§ **Data**
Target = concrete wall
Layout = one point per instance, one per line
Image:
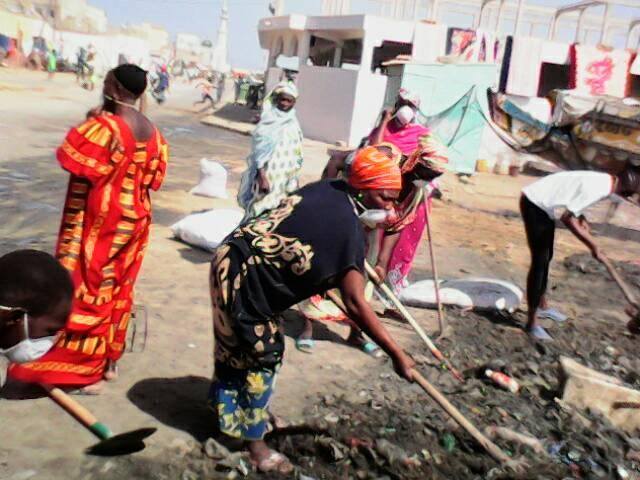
(368, 105)
(12, 24)
(326, 103)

§ **Problem to work on**
Without the pictures, repeat exactly the lines running from the line containing "Layout = one point per instance, one per line" through the end of the data, both ends included.

§ **Output of the task**
Layout = one point per instance, one per line
Image:
(368, 105)
(12, 24)
(326, 103)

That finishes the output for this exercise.